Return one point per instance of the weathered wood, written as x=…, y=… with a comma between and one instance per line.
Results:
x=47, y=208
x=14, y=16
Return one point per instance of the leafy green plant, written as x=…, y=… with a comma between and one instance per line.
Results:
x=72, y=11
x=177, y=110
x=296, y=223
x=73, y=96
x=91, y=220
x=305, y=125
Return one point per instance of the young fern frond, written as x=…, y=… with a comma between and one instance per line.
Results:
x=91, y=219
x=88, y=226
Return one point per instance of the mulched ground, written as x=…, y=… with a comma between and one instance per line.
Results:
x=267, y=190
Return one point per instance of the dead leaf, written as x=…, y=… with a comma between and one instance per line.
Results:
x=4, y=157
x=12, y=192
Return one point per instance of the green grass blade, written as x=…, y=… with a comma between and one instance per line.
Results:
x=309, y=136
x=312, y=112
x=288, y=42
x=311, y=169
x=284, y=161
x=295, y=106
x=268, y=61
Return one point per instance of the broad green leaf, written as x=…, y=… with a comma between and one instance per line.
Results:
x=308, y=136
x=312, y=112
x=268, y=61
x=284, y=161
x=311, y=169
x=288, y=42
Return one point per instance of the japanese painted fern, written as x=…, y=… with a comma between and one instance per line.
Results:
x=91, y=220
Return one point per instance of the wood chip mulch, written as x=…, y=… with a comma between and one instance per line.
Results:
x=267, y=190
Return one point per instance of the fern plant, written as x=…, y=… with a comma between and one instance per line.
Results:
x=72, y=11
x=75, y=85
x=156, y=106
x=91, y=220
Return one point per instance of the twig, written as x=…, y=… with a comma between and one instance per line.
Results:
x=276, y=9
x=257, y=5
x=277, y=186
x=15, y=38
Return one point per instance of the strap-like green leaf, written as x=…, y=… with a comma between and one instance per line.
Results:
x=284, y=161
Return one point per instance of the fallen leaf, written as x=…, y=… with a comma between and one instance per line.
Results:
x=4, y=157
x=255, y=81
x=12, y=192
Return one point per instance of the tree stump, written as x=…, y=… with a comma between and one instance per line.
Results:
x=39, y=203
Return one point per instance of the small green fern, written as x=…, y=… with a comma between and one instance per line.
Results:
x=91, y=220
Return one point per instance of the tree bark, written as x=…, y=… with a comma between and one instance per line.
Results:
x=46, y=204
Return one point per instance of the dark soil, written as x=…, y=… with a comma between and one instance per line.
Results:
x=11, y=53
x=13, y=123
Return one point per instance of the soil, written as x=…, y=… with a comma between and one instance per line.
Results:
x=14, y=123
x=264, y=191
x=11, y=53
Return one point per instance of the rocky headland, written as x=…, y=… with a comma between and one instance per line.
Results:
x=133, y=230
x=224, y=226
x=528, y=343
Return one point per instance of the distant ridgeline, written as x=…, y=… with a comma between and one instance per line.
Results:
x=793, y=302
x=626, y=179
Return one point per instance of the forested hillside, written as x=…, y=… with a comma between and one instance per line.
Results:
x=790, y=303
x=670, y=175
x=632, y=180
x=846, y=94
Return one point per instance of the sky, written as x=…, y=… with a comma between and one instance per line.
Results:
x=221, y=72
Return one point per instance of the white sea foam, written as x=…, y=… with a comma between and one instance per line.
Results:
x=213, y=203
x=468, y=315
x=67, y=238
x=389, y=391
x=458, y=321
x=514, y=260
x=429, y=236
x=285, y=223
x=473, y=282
□ □ □
Exercise brief:
In the entries above, find the line containing "Return one point per instance of the small". Set down that line and every line after it through the last one, exactly and alone.

The completed task:
Return one point per instance of the small green fern, written as x=…, y=… with a comma between and one instance per line.
Results:
x=91, y=220
Return one point per instance of the tree bark, written as x=…, y=… with a comma between and one instance per line.
Results:
x=46, y=204
Return one point per instance of the dark soil, written as x=…, y=… with a comma between and one instance per line.
Results:
x=11, y=53
x=13, y=123
Return one point per instance of the soil, written as x=…, y=… with a comma between and one instance per line.
Results:
x=14, y=123
x=264, y=191
x=11, y=53
Return one point per instance of the rocky headland, written as x=…, y=… with a comma between and one instance per line.
Results:
x=133, y=230
x=224, y=226
x=528, y=343
Return one point per instance of the distant ridgeline, written as x=…, y=… with a comma between and one instance per line.
Results:
x=793, y=302
x=626, y=179
Return one point per instance of the forested hillside, written as x=…, y=… with a comma between and one instance per line.
Results:
x=790, y=303
x=670, y=175
x=632, y=180
x=846, y=94
Return one point per instance of the sky, written as x=…, y=… with a comma between and one instance per line.
Results:
x=221, y=72
Return one point per instance of the white sea foam, written as x=…, y=… with a comma between and one instance per line.
Results:
x=213, y=203
x=468, y=315
x=67, y=238
x=389, y=391
x=458, y=321
x=514, y=260
x=429, y=236
x=285, y=223
x=473, y=282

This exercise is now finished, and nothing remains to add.